## QUELLTEXT

Als "Die Wiederkehr der Götter" charakterisiert Friedrich Wilhelm Graf, evangelischer Systematischer Theologe in München, die Situation der Religion in der Gegenwart.Die "Götter", das sind die unterschiedlichen religiösen Identitäten, die sich in den letzten Jahrzehnten herausgebildet haben. Nicht nur Theologen und andere Kirchenleute, sondern auch sehr viele Kulturchristen haben meist eine konfessionsgebundene Perspektive auf die Religion der Moderne. Sie erliegen leicht der Versuchung, von der eigenen Position als "dem Christentum" zu sprechen und sich von "dem Judentum", "dem Islam" etc. abzusetzen.

## ZU BEARBEITEN
Übertrage diesen Satz aus dem Quelltext über Religion in der Gegenwart ins Englische: „Nicht nur Theologen und andere Kirchenleute, sondern auch sehr viele Kulturchristen haben meist eine konfessionsgebundene Perspektive auf die Religion der Moderne.“ Die Daten haben damit nichts zu tun.

## AUSGANGSMATERIAL

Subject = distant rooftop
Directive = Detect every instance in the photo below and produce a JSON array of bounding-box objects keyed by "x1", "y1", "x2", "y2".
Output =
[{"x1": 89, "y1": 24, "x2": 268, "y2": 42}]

## ERGEBNIS
Not only theologians and other church people but also a great many cultural Christians mostly have a denominationally bound perspective on the religion of modernity.